→ **TASK DIRECTIONS**
Count the lines below that contain the string "white". Output the number only.

→ **STORED RECORDS**
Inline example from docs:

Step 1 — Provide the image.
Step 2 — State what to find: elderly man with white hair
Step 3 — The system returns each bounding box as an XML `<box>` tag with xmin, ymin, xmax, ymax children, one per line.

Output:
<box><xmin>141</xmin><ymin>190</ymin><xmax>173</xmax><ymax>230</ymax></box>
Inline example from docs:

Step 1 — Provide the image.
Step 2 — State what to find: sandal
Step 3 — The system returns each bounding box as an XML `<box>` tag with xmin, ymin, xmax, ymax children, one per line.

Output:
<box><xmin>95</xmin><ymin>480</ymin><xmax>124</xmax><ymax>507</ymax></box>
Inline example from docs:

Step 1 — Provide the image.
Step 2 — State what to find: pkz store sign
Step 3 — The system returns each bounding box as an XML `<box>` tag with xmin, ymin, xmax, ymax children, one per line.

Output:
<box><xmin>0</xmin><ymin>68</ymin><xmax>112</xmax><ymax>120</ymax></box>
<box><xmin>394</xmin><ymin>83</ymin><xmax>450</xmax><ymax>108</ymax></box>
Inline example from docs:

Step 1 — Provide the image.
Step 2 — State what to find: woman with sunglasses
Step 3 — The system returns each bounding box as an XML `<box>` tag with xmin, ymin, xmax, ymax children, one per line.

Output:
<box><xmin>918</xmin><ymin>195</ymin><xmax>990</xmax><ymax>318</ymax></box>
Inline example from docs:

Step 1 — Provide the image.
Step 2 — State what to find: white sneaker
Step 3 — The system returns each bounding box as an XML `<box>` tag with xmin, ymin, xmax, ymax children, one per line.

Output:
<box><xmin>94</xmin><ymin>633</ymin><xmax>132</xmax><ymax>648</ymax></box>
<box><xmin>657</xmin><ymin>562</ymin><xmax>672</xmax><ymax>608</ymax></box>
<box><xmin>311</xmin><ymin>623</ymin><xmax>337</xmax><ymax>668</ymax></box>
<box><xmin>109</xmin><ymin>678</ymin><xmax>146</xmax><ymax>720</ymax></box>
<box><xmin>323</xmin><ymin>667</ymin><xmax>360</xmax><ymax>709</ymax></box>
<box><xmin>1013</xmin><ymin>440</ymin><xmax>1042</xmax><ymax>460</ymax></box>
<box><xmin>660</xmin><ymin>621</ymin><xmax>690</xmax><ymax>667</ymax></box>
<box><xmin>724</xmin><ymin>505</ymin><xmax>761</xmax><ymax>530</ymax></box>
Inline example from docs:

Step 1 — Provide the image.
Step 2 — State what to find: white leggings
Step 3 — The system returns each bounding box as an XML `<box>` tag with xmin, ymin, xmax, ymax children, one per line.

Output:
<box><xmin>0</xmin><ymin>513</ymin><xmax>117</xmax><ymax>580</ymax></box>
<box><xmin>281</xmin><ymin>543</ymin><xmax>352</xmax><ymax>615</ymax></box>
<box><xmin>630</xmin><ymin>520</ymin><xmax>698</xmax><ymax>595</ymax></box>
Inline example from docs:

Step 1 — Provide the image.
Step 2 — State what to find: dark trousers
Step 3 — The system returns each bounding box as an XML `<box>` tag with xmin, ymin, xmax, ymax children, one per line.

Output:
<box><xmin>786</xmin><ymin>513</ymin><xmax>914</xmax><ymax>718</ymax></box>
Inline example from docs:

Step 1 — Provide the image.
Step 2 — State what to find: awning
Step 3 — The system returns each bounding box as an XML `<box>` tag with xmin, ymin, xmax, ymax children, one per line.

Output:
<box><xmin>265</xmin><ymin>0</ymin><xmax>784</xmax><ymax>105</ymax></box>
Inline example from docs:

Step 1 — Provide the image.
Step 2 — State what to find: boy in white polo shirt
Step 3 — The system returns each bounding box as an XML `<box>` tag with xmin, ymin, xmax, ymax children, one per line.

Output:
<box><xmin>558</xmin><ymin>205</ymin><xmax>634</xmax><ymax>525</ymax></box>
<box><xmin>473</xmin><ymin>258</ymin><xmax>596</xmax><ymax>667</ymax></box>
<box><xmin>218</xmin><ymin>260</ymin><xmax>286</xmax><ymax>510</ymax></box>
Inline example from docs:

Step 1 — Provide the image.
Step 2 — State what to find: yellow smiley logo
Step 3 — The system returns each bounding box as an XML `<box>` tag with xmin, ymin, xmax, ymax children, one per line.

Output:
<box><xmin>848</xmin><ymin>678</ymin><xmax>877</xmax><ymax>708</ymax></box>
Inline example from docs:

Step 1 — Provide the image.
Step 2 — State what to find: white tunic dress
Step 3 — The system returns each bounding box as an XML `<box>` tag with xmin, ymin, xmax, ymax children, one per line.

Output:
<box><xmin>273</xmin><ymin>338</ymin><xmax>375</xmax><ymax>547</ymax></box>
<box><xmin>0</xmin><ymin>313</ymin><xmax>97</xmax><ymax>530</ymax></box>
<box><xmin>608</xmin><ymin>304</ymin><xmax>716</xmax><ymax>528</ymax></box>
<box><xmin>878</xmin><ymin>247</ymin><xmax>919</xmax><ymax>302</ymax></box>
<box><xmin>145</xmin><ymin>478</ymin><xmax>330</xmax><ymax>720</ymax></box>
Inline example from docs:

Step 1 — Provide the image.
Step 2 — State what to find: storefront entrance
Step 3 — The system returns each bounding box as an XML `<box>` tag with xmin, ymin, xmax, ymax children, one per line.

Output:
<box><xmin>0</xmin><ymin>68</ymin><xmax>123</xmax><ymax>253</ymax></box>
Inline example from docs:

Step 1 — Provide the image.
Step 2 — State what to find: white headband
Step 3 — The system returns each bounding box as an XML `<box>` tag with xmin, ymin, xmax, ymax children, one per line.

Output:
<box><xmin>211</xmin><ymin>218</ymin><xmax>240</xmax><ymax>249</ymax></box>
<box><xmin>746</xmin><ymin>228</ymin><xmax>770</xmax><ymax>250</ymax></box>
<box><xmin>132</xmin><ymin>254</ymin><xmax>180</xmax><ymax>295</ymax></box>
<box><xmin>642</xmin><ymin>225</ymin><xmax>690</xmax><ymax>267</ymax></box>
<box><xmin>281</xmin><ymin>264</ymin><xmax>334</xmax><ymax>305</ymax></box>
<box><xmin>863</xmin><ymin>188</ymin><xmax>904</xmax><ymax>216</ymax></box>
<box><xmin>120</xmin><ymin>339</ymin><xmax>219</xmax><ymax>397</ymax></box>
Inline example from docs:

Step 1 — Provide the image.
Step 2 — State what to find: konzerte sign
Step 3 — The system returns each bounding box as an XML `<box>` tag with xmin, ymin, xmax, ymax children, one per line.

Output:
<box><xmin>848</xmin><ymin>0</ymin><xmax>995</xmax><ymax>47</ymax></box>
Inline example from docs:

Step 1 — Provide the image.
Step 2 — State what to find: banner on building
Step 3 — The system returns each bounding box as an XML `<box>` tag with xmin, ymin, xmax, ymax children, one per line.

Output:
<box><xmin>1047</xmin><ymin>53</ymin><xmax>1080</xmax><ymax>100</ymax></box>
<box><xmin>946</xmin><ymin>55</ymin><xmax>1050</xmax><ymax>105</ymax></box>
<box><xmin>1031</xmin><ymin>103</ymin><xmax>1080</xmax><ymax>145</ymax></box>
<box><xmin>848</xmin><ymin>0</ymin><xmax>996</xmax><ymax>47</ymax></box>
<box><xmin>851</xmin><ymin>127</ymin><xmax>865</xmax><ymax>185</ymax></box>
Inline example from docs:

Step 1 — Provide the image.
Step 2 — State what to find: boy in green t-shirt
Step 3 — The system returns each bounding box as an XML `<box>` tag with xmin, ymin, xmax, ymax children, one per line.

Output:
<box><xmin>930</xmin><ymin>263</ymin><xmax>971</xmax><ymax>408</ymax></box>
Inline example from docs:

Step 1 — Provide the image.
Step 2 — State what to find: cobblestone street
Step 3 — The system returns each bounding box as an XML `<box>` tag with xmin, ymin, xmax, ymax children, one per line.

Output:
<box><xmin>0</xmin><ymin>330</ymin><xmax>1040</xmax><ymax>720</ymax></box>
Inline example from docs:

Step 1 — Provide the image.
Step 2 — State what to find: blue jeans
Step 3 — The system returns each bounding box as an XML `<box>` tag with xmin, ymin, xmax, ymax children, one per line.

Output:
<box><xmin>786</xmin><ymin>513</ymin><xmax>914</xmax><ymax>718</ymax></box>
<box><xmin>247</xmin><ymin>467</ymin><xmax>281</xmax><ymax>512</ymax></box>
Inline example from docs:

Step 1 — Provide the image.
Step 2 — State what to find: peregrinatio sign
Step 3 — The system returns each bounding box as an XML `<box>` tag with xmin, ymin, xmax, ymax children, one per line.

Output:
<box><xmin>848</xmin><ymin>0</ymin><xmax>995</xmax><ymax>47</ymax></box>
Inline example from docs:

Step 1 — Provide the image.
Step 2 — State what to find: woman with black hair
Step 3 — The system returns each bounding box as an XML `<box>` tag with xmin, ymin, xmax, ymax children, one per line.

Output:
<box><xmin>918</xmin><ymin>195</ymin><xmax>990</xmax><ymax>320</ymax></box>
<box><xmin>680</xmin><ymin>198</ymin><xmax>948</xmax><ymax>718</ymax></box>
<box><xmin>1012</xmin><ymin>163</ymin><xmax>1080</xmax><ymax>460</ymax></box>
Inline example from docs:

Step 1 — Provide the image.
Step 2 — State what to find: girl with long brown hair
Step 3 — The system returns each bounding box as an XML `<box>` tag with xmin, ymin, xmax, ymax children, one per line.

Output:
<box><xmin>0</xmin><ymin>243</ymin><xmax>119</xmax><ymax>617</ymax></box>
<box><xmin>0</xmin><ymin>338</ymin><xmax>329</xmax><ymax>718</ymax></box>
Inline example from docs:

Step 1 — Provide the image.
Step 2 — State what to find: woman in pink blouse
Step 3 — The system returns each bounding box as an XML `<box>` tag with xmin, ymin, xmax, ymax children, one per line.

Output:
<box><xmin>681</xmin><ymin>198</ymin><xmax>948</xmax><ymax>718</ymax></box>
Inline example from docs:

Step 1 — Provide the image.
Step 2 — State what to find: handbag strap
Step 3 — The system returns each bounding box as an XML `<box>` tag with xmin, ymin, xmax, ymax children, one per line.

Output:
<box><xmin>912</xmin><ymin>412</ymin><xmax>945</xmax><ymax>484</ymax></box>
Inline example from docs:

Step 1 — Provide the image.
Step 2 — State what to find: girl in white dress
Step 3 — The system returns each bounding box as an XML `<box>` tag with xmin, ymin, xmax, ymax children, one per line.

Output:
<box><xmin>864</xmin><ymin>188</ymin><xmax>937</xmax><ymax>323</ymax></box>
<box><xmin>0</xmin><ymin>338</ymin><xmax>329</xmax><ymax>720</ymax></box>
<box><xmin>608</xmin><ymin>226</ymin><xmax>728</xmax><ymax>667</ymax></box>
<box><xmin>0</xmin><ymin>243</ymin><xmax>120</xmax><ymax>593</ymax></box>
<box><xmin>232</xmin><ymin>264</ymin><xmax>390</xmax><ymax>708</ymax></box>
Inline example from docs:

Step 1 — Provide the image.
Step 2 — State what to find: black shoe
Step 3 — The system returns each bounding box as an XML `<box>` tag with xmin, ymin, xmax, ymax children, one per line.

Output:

→ **EXERCISE ANSWER**
7